SOURCE DATA>

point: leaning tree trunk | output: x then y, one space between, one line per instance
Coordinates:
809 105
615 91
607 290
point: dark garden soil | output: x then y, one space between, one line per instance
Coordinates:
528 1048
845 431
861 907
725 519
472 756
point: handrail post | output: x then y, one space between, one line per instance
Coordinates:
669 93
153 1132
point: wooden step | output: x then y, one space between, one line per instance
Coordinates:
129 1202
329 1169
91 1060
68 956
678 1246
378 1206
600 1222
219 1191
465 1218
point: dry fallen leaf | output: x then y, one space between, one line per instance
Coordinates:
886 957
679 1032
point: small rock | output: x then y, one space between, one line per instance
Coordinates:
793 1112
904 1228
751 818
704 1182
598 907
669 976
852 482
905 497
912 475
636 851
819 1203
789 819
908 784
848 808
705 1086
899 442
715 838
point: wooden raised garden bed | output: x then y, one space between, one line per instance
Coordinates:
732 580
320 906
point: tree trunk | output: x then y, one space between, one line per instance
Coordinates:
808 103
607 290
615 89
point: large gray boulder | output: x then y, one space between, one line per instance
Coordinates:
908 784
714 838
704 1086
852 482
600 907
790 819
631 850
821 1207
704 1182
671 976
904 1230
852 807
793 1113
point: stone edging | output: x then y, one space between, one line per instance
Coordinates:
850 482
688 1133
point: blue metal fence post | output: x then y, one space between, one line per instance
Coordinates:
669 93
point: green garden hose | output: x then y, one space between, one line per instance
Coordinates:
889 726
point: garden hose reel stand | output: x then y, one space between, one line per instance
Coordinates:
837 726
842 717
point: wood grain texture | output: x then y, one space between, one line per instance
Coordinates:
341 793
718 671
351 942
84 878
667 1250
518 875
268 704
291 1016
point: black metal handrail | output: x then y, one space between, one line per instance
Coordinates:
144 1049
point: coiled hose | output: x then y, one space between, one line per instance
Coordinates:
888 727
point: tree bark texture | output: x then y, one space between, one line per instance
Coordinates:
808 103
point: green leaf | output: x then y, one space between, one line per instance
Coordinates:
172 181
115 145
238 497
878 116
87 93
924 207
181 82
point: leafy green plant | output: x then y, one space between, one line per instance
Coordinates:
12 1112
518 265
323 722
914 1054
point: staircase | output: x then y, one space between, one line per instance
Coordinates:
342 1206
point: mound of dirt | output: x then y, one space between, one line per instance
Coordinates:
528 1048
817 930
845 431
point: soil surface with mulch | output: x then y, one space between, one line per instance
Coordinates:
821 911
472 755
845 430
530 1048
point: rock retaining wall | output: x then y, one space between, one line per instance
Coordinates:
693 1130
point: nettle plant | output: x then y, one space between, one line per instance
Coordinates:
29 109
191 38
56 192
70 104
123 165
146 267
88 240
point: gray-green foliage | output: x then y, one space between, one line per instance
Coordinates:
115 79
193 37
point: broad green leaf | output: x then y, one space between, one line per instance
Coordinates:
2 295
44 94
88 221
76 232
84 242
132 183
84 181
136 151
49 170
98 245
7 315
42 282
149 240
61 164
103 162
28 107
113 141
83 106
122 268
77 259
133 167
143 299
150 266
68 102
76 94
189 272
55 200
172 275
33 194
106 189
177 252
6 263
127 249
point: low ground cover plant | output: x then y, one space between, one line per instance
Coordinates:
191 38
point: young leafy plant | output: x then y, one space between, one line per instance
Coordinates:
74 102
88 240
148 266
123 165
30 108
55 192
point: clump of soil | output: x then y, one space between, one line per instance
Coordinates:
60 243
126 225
--
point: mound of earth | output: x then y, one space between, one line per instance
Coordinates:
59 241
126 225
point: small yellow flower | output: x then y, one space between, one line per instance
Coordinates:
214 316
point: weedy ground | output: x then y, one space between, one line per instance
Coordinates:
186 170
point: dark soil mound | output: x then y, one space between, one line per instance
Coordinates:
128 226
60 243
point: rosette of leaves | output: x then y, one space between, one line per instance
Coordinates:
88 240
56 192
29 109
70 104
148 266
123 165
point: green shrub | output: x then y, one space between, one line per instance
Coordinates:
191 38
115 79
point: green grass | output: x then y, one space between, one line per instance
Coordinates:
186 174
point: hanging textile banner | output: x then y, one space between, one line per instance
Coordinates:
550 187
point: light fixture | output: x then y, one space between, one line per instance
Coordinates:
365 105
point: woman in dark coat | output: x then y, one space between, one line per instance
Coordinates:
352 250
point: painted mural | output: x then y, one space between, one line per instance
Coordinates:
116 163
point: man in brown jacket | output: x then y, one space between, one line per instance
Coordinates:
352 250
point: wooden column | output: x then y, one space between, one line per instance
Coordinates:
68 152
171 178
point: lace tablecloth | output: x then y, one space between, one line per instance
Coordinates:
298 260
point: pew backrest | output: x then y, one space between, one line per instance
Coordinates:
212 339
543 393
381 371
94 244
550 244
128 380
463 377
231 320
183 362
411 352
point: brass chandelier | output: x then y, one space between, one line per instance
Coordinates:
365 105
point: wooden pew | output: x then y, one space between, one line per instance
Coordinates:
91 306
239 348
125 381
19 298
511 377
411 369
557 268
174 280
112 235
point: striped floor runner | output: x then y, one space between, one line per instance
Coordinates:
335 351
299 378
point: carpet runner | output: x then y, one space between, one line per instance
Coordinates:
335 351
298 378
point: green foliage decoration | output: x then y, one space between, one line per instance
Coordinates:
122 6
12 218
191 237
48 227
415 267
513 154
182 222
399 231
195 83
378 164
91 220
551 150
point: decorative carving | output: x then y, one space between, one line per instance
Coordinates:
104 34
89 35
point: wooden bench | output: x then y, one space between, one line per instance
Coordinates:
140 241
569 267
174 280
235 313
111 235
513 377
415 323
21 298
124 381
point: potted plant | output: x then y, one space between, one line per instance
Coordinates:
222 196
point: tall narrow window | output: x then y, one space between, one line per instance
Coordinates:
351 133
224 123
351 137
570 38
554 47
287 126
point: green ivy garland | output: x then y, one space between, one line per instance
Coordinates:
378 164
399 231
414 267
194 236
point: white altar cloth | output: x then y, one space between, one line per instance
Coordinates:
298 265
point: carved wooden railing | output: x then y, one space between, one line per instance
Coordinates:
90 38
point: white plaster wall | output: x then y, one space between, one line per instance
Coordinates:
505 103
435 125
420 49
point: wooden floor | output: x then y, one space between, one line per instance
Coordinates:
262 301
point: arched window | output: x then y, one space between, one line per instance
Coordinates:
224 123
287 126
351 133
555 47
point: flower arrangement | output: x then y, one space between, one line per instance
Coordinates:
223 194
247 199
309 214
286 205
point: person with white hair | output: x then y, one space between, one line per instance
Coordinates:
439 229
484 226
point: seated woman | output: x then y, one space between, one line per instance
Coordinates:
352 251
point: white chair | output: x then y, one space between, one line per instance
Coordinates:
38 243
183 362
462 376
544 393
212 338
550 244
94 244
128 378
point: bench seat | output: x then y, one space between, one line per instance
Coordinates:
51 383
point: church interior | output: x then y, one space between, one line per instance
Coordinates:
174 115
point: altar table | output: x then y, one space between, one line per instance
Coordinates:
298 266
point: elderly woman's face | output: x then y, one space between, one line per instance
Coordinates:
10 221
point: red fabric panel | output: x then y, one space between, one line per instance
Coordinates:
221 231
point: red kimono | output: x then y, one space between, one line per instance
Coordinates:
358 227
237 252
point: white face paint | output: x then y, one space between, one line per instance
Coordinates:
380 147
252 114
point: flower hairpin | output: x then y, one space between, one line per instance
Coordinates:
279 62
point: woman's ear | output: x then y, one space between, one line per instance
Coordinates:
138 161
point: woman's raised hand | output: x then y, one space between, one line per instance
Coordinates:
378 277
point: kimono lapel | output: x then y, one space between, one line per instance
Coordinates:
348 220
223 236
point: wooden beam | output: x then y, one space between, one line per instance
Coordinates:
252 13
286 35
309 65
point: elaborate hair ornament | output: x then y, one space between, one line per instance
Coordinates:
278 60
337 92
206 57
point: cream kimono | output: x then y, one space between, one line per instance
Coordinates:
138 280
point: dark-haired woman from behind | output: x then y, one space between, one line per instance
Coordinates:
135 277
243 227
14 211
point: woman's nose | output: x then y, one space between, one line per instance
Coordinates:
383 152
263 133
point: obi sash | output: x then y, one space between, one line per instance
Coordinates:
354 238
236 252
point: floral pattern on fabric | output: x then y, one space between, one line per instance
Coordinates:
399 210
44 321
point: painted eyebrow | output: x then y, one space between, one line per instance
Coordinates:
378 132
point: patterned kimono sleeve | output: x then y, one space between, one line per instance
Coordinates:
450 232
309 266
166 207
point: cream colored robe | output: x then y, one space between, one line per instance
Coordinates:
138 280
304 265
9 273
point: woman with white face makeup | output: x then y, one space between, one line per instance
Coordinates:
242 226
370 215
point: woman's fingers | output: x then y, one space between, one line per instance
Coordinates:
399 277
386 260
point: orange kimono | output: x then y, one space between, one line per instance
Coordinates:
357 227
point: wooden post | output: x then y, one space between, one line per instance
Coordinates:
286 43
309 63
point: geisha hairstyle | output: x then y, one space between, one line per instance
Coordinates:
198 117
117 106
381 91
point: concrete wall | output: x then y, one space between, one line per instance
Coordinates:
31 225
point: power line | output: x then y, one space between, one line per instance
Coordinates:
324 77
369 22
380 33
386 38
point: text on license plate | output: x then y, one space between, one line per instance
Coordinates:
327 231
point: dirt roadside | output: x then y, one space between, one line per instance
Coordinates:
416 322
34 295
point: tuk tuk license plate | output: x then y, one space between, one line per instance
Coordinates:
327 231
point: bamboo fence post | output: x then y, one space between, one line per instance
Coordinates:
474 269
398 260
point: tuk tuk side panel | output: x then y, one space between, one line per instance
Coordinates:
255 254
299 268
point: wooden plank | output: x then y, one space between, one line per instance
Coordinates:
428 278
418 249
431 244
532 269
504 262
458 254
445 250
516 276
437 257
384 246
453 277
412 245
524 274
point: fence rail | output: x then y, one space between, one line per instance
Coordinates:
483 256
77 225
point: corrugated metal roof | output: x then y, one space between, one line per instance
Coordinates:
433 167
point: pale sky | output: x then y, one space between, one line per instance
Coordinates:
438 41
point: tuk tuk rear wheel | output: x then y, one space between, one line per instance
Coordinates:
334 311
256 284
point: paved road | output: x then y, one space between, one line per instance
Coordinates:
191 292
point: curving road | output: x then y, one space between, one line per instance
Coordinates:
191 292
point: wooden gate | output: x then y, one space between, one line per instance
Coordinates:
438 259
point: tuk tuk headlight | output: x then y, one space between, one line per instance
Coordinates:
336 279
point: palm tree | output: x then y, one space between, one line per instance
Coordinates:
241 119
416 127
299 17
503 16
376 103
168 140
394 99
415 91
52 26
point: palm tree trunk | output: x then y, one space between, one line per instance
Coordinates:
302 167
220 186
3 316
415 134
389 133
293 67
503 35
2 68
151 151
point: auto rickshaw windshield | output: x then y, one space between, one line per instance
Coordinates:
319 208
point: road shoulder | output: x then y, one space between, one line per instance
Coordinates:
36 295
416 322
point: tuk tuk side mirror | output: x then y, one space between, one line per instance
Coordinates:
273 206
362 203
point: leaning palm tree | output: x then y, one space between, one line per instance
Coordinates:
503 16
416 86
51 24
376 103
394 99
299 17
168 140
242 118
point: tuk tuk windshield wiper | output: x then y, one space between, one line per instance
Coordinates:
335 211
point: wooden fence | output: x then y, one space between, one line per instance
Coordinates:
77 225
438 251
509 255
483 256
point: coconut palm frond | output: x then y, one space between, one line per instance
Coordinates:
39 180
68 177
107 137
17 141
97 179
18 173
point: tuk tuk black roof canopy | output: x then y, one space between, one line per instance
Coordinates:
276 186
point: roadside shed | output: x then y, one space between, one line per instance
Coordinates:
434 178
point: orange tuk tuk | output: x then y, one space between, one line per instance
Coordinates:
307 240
==
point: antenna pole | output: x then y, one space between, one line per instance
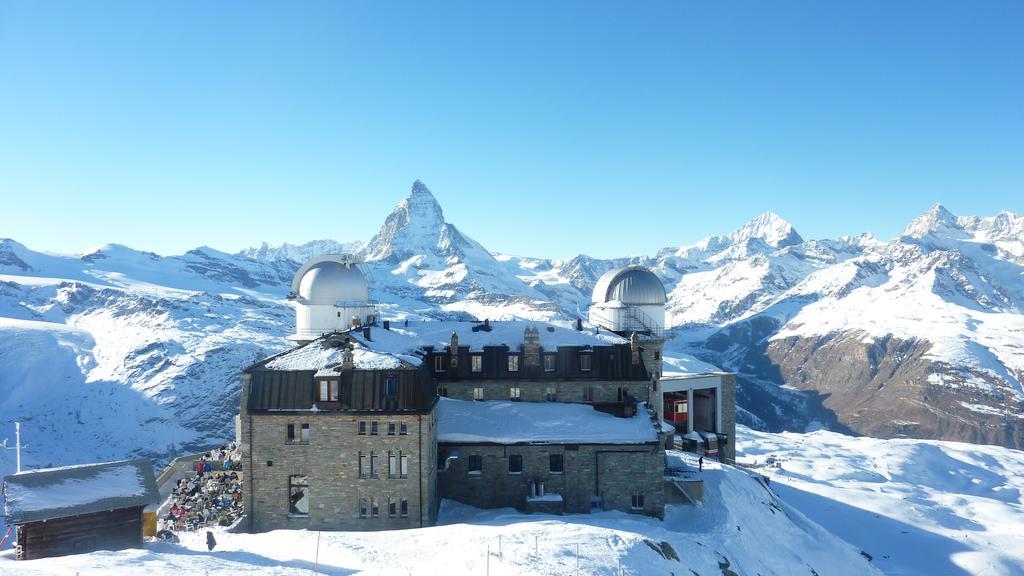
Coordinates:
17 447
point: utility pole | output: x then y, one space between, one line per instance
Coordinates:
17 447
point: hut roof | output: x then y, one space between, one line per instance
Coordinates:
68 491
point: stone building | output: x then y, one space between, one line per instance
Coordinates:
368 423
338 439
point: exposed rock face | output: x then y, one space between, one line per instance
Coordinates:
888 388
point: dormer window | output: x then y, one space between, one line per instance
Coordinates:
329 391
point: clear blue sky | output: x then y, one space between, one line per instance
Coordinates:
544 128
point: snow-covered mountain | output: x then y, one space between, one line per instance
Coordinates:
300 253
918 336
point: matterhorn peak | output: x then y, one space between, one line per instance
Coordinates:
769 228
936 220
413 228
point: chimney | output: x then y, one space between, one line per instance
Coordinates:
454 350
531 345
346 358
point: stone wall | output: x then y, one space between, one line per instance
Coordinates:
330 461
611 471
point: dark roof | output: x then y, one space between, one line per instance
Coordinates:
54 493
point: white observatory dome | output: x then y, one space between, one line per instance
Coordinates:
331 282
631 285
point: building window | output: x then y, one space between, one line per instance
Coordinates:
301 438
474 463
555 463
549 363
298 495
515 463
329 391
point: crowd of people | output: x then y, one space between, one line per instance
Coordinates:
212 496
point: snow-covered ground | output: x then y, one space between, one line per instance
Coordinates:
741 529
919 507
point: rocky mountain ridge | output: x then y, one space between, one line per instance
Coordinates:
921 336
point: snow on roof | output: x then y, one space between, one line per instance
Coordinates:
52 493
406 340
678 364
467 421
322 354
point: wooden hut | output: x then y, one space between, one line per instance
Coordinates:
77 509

CHALLENGE>
Pick out every line in the entries above that contains the string "with", treating uppercase and lowercase as different, and copy each of those lines.

THE REPLY>
point: soil surface with mulch | output: x then y, one space between, one line per instance
point: person with white hair | output: x then y, one space between, one line per instance
point: woman with white face makeup | output: x then y, one space between, one line per instance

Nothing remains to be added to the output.